_Saved entries_.
#####

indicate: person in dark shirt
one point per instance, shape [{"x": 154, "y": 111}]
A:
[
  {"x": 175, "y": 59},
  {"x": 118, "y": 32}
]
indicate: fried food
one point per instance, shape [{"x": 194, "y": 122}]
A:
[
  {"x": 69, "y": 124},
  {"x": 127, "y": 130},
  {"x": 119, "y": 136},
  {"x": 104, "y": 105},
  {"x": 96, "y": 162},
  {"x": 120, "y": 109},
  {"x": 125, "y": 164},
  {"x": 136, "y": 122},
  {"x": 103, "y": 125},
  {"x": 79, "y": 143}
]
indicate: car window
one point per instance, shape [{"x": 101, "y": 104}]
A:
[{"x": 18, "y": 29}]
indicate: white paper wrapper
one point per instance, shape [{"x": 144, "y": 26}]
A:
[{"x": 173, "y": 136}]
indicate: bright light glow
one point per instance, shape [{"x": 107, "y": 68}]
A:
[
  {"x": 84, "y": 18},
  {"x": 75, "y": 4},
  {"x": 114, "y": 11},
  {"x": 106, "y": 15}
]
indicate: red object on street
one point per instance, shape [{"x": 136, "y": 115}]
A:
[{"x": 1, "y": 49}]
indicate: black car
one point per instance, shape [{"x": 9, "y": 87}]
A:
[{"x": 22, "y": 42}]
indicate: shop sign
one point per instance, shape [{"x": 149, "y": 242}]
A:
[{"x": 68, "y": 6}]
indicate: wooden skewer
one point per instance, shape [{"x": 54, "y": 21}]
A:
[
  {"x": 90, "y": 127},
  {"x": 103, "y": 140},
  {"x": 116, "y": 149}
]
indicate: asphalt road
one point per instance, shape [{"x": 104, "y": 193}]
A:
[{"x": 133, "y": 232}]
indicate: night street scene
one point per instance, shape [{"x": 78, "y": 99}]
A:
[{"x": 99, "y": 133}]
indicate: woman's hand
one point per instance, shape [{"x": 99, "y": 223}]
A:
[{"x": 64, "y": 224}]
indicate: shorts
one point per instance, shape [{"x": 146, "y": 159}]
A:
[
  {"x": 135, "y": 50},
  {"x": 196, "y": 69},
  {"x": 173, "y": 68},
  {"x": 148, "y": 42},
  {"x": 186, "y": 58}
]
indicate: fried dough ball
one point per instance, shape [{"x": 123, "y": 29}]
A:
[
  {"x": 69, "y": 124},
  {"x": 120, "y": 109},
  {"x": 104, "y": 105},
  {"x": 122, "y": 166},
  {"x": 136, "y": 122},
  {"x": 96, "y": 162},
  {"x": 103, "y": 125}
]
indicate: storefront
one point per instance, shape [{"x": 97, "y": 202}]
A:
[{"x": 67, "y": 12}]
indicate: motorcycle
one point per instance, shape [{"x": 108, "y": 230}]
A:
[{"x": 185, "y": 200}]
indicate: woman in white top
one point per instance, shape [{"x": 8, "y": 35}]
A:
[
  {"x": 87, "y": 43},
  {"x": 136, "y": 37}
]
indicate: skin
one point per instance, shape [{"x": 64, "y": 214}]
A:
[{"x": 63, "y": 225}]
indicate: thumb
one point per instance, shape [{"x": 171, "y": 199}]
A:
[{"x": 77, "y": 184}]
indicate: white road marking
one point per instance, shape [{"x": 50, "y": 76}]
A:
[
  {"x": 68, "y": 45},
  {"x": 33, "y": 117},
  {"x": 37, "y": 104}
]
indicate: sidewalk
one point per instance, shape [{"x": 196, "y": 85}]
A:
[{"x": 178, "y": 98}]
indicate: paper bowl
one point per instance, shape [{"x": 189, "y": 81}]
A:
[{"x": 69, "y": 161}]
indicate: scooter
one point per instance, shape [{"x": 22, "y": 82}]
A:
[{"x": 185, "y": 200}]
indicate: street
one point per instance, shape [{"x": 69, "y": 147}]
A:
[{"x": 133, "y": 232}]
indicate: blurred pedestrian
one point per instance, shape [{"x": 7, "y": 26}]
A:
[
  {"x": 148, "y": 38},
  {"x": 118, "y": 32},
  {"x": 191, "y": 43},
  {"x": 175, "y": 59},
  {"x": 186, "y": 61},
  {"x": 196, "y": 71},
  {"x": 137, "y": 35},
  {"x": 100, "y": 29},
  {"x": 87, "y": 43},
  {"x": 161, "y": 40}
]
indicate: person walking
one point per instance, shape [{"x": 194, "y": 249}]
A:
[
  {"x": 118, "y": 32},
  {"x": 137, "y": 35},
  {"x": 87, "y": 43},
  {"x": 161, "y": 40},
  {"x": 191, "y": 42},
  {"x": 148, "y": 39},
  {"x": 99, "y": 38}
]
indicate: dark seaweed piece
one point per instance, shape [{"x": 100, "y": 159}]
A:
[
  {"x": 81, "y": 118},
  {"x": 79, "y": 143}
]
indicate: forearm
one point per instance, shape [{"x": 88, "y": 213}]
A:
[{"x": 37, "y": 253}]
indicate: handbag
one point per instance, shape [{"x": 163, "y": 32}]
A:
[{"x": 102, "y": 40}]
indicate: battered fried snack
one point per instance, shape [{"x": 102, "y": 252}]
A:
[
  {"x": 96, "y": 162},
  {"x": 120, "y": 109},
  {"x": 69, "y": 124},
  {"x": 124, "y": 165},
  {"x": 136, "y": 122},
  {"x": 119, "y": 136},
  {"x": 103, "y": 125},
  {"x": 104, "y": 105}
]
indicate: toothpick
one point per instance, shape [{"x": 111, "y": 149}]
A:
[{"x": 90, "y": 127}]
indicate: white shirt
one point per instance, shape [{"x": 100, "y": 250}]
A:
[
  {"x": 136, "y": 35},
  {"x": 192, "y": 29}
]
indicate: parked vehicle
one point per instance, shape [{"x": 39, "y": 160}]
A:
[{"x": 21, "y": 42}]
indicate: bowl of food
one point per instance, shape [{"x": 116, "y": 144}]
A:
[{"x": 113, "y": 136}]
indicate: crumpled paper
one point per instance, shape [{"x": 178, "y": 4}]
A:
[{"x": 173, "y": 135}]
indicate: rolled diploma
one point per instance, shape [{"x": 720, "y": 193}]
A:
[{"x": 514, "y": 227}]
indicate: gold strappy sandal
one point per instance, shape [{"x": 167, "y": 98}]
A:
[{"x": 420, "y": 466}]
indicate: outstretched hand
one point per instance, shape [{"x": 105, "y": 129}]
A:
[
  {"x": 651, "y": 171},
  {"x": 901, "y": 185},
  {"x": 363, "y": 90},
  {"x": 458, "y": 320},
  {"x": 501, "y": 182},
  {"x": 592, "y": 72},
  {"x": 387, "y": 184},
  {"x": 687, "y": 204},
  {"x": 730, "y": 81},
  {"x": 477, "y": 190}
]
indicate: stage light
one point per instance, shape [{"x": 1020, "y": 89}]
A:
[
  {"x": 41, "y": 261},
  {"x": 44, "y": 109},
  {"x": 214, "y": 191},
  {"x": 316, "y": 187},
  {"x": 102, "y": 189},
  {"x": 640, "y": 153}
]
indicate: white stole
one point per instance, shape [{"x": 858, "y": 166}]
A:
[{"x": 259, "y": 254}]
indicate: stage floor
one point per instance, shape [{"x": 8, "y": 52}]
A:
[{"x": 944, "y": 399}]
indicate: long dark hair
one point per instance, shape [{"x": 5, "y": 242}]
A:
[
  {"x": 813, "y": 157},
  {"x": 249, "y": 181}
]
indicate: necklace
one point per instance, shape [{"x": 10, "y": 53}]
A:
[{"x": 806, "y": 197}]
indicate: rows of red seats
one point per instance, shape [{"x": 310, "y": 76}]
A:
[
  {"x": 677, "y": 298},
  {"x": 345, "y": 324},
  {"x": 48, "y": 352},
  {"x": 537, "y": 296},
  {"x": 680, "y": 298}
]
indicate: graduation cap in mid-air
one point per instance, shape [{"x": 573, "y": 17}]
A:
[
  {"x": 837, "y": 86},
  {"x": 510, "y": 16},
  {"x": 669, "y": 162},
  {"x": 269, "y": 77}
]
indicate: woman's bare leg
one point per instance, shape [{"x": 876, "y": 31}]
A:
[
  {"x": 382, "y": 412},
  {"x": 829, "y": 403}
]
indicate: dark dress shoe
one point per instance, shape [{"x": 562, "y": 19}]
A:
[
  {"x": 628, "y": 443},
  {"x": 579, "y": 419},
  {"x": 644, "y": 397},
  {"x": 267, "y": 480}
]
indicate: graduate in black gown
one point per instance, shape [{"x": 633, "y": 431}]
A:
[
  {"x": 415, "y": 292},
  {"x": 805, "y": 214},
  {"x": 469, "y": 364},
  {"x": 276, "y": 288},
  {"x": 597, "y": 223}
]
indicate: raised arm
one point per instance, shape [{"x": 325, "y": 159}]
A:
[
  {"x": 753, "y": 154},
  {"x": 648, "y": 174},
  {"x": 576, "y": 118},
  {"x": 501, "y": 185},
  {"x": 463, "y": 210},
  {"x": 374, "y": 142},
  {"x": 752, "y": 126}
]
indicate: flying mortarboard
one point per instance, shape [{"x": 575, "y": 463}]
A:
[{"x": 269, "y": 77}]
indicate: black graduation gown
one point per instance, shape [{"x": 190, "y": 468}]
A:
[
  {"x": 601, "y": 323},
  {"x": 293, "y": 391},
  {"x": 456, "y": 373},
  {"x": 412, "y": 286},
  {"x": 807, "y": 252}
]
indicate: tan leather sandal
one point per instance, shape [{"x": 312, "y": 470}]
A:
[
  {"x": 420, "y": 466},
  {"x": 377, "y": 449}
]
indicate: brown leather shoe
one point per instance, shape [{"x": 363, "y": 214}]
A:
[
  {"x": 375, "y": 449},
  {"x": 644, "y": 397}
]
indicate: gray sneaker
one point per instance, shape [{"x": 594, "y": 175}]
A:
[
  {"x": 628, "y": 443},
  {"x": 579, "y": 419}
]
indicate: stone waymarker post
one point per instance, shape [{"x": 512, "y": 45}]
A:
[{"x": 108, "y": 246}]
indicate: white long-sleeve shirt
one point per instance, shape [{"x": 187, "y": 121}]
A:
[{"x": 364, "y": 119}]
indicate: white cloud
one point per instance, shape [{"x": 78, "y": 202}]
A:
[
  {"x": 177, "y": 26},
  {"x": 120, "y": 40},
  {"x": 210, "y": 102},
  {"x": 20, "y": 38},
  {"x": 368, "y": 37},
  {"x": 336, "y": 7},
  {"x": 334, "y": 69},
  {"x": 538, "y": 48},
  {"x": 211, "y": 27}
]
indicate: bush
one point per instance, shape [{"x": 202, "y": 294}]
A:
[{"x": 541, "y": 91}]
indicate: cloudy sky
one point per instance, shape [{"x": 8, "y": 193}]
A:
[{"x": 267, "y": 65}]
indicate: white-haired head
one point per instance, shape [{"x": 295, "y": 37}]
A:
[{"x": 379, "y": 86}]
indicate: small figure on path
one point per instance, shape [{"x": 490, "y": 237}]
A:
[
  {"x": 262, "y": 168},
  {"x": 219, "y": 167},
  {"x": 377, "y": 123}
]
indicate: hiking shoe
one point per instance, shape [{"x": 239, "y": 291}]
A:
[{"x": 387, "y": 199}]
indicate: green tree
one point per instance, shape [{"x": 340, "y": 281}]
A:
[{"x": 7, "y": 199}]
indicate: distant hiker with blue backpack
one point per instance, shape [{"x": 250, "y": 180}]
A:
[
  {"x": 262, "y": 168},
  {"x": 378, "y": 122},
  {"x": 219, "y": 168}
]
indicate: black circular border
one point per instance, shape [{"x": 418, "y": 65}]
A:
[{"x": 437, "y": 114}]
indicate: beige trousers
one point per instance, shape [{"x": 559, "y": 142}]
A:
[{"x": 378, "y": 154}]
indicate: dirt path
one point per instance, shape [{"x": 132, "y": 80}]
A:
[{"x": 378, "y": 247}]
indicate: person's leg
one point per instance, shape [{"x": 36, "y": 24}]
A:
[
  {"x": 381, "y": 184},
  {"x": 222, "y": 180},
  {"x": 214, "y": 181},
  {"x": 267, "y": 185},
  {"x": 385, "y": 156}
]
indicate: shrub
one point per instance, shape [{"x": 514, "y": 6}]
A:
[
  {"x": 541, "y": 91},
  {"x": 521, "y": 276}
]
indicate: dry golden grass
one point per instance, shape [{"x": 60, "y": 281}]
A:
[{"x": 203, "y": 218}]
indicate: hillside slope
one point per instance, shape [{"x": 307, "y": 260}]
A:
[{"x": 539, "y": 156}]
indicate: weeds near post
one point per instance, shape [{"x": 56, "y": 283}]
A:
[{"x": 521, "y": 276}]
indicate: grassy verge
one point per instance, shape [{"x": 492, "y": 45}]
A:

#####

Reproduce all lines from the records above that include the word "white".

_Output for this exercise_.
indicate: white paper wrapper
indicate: woman in white top
indicate: white road marking
indicate: white shirt
indicate: white stole
indicate: white long-sleeve shirt
indicate: white cloud
indicate: white-haired head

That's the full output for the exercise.